## Task brief:
Print each of the entries below word for word, without changing anything.

## Record set:
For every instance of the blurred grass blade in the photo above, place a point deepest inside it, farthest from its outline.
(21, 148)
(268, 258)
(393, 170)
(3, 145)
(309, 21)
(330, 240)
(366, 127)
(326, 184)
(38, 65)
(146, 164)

## Written response:
For every instance of the blurred grass blade in the photo above, place a point deepest inside it, farthest from its outline.
(21, 148)
(268, 258)
(393, 170)
(3, 145)
(309, 21)
(330, 240)
(366, 127)
(326, 184)
(38, 65)
(146, 164)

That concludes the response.